»»

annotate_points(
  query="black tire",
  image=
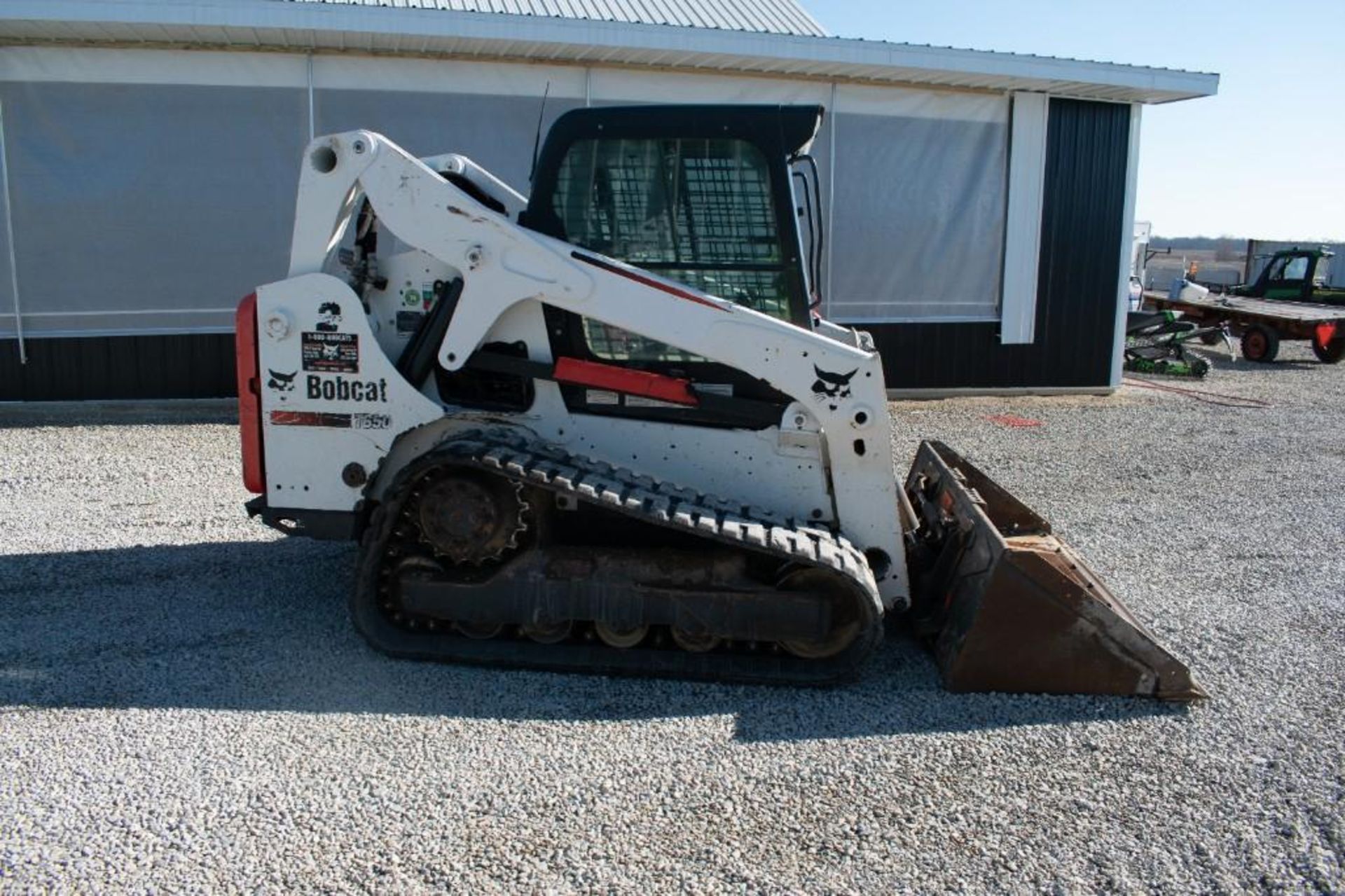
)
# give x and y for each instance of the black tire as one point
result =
(1333, 352)
(1261, 345)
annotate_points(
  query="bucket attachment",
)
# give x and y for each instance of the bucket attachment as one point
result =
(1009, 607)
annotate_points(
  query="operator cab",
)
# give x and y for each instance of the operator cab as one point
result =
(706, 195)
(1293, 275)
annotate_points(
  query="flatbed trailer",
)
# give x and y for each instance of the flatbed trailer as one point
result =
(1263, 323)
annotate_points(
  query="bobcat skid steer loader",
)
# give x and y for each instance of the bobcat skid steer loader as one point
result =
(600, 428)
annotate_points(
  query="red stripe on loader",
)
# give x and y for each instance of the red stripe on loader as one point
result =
(633, 382)
(249, 393)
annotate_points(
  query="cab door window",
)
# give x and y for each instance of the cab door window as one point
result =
(694, 210)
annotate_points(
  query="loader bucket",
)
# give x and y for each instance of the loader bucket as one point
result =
(1009, 607)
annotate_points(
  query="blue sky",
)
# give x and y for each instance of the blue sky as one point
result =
(1266, 158)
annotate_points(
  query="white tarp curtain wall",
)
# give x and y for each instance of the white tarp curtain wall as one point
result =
(151, 190)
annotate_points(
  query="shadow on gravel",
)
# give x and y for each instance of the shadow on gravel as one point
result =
(261, 626)
(120, 413)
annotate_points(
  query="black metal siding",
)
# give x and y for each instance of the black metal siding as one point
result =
(106, 368)
(1083, 221)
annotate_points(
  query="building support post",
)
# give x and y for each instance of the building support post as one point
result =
(312, 118)
(1127, 245)
(832, 195)
(8, 230)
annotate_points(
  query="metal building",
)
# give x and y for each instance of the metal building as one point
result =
(978, 203)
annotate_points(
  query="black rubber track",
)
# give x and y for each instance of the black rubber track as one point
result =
(626, 492)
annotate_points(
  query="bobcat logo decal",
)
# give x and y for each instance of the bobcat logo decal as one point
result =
(280, 382)
(832, 388)
(329, 317)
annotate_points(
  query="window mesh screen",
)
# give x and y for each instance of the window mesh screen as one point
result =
(698, 212)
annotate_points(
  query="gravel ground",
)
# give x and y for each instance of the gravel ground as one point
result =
(185, 707)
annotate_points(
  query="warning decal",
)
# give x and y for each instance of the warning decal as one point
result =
(331, 352)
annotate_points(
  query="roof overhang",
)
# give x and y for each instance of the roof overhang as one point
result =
(303, 27)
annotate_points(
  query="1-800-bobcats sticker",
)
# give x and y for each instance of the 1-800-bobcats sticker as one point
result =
(330, 352)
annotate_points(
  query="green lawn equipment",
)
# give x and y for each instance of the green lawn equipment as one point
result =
(1156, 342)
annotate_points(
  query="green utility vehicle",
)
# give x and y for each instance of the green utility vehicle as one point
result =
(1295, 275)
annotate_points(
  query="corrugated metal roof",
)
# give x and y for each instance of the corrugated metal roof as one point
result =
(767, 17)
(358, 27)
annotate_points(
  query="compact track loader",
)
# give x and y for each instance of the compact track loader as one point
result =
(600, 428)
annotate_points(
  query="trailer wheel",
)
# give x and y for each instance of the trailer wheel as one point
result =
(1261, 345)
(1333, 352)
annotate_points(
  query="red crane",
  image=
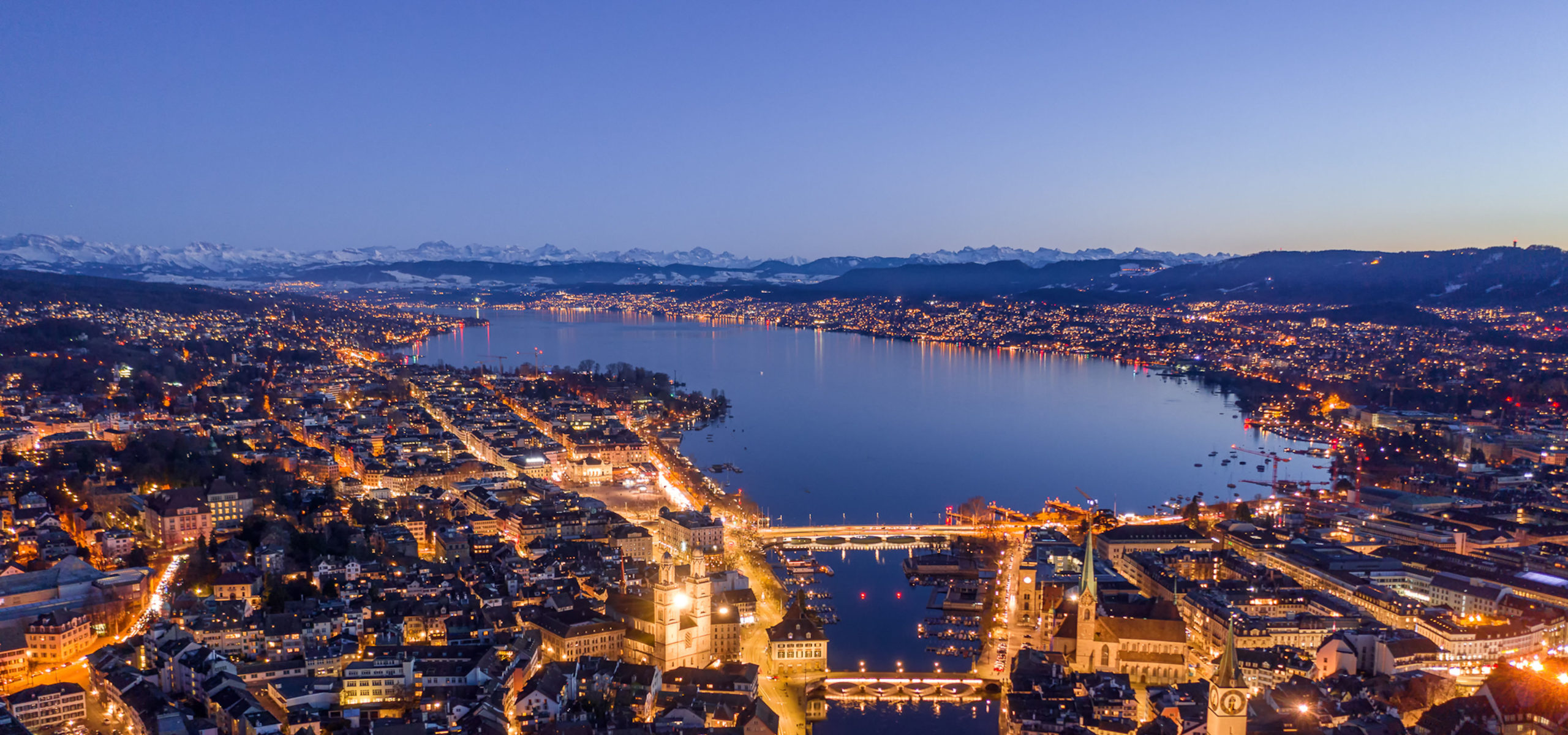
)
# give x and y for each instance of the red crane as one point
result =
(1269, 455)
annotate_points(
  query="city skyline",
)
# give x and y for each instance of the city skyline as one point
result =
(775, 132)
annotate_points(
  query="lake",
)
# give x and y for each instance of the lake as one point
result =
(833, 427)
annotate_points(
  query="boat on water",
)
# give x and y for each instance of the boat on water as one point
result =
(802, 566)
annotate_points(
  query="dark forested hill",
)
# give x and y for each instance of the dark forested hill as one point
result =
(30, 287)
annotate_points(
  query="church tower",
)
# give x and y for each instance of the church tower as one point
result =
(1228, 692)
(667, 613)
(1088, 609)
(700, 588)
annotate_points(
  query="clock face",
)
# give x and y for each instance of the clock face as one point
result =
(1233, 703)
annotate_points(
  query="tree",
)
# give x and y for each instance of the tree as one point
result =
(273, 596)
(363, 513)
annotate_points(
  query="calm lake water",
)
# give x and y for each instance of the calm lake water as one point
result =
(836, 427)
(833, 427)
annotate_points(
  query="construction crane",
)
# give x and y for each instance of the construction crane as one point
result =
(1092, 502)
(1269, 455)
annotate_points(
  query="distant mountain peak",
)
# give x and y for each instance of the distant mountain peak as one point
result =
(222, 261)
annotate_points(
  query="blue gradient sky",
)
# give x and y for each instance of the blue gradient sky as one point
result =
(788, 129)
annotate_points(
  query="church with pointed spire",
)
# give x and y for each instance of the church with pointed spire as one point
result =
(1228, 692)
(1145, 640)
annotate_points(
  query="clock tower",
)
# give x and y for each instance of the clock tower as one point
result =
(1228, 692)
(1087, 609)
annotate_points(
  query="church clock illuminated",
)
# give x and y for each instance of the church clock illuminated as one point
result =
(1228, 692)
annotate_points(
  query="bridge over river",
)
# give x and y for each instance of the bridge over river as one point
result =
(903, 685)
(869, 537)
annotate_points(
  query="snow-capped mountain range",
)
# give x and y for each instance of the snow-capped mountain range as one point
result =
(225, 262)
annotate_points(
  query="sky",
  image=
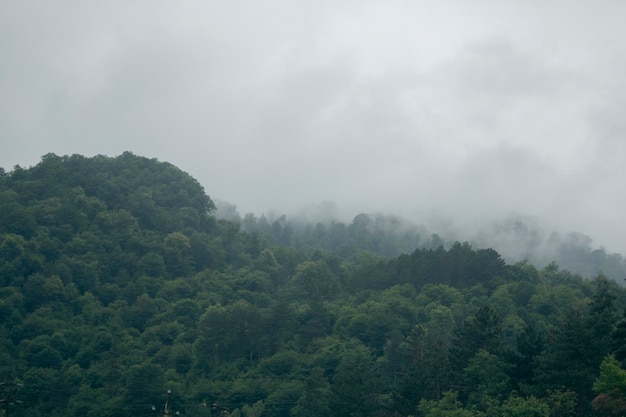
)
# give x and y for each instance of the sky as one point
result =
(457, 112)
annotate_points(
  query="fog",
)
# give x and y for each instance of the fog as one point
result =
(452, 114)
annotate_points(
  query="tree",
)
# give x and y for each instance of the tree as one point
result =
(610, 388)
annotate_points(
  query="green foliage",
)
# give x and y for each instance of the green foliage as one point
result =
(117, 284)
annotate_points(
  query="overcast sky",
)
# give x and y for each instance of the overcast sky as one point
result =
(461, 110)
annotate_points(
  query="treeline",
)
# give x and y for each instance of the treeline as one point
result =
(118, 285)
(390, 236)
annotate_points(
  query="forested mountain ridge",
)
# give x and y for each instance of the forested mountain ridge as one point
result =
(118, 284)
(515, 238)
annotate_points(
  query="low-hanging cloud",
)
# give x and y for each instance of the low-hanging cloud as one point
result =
(431, 111)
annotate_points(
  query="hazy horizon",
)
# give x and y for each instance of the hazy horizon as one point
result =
(462, 113)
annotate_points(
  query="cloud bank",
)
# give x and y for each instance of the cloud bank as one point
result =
(458, 112)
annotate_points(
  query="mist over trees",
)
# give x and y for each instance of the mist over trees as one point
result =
(517, 239)
(123, 294)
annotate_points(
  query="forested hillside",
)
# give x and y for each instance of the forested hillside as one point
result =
(123, 295)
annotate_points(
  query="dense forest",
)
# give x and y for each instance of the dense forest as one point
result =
(123, 295)
(515, 238)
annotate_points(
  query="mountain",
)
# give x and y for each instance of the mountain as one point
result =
(123, 294)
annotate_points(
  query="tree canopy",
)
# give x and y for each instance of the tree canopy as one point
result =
(120, 292)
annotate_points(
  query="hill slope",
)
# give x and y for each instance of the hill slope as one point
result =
(118, 284)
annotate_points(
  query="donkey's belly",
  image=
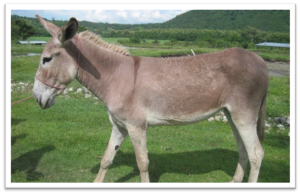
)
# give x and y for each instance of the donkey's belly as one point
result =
(154, 119)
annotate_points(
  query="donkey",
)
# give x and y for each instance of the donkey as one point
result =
(140, 92)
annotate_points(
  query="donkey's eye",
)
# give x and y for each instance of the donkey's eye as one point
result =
(46, 60)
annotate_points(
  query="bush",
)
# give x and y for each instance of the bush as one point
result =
(134, 39)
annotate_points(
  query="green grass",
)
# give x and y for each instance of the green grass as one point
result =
(63, 143)
(163, 48)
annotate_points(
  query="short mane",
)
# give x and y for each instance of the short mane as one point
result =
(96, 39)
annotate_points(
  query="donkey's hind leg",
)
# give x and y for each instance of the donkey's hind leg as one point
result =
(246, 130)
(116, 139)
(243, 157)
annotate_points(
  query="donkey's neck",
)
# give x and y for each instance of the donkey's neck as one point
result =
(100, 68)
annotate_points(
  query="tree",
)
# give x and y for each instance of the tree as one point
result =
(23, 31)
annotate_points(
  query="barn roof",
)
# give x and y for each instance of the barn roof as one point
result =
(33, 42)
(274, 44)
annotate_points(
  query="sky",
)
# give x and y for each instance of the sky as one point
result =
(109, 16)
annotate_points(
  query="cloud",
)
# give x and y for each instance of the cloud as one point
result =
(109, 16)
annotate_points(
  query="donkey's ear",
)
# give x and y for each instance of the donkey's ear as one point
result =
(68, 31)
(51, 28)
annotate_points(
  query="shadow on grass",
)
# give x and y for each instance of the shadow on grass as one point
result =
(196, 162)
(16, 121)
(14, 138)
(29, 161)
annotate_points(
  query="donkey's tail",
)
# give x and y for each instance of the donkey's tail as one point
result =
(261, 119)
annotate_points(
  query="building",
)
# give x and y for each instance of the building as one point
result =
(34, 42)
(274, 44)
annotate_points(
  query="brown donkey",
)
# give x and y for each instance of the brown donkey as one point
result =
(140, 92)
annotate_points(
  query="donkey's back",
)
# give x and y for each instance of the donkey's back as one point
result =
(189, 89)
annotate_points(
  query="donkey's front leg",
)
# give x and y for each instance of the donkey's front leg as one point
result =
(139, 141)
(116, 139)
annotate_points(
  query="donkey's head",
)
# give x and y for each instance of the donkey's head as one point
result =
(58, 63)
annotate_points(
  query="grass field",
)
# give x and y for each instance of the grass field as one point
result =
(160, 49)
(64, 143)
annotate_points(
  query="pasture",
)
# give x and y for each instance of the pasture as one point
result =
(65, 143)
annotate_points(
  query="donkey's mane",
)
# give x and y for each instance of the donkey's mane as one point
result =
(96, 39)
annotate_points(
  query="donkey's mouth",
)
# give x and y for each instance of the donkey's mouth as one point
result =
(49, 102)
(44, 102)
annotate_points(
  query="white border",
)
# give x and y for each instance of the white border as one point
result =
(9, 7)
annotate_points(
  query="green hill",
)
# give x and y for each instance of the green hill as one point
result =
(265, 20)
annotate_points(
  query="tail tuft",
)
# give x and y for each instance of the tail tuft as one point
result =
(261, 119)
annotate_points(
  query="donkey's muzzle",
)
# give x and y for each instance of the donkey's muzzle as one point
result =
(44, 101)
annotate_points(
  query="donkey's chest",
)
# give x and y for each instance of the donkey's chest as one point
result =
(154, 118)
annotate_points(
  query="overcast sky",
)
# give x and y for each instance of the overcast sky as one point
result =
(109, 16)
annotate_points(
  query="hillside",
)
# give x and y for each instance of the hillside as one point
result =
(265, 20)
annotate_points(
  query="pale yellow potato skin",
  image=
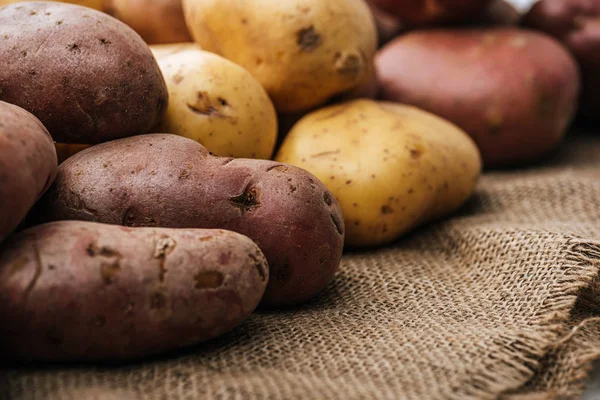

««

• **Given problem**: Report each line of the data above that contains the string "tail", copying every such line in full.

• **Full answer**:
  query="donkey's tail",
# give x and y for each instance of the donkey's tail as one point
  query="tail tuft",
# give x and y for each instance of the tail tuft as one point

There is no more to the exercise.